Alone Again Naturally

I find it odd that being alone lately feels so natural


After all I really don’t like being alone. But in the last few months, I seem to be going out of my way to by myself. On nights when I have no events to attend, I simply stay home, eat and lounge on the couch watching CSI, Star Trek, Fairly Odd Parents or whatever. Ignoring the phone and email.

It would be different if I was being more productive with my time. Maybe writing about those events, sorting thru my pix for the site or penning the next great novel. Instead, before I know it, 3:00 AM creeps up and the sedentary induced insomnia kicks in. Legs ache, back aches and anxiety burns the heart and gut.

Some of those closest to me have a hard time understanding why I’m like this. In their defense so do I. I mean, here I am right now late at night trying to write about it yet still zoning out to the hum of the TV in the background. George Clooney on Charlie Rose. The new Ridley Scott FBI drama NUMB3RS earlier. Spongebob should be on somewhere at sometime soon. Hey why is Jimmy Kimmel wearing a tie?
# # # #
**Using the information**
A. According to the essay on being alone, which guest does the writer see on Charlie Rose?
B. Extend the essay on being alone with the next few paragraphs, picking up after its final sentence.
The records play no part in the work here.

**Input data**
# # # #
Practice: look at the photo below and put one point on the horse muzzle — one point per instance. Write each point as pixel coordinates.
# # # #
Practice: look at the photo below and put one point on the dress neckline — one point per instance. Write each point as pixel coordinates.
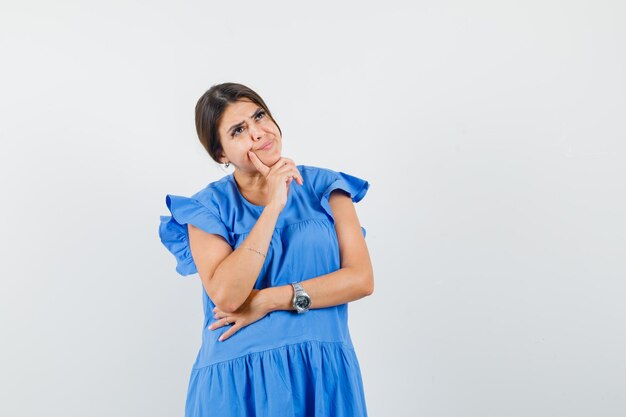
# # # #
**Results**
A. George Clooney.

B.
Adult ADA perhaps? I never believed in that stuff before. I feel that everyone is distracted these days thanks to all of our personal entertainment technology and incessant multi-tasking. But not everyone is this crippled by their distractions. Do the answers lie in pharmaceuticals? God I hope not. I’m not a big fan of that kinda stuff.

I’ll just go back to drinking on a regular basis. After all I’m a happy, social drunk. In all seriousness I’d still like to believe that I can somehow turn this around to my advantage. Use my time more wisely and all that jazz with my own self as the catalyst.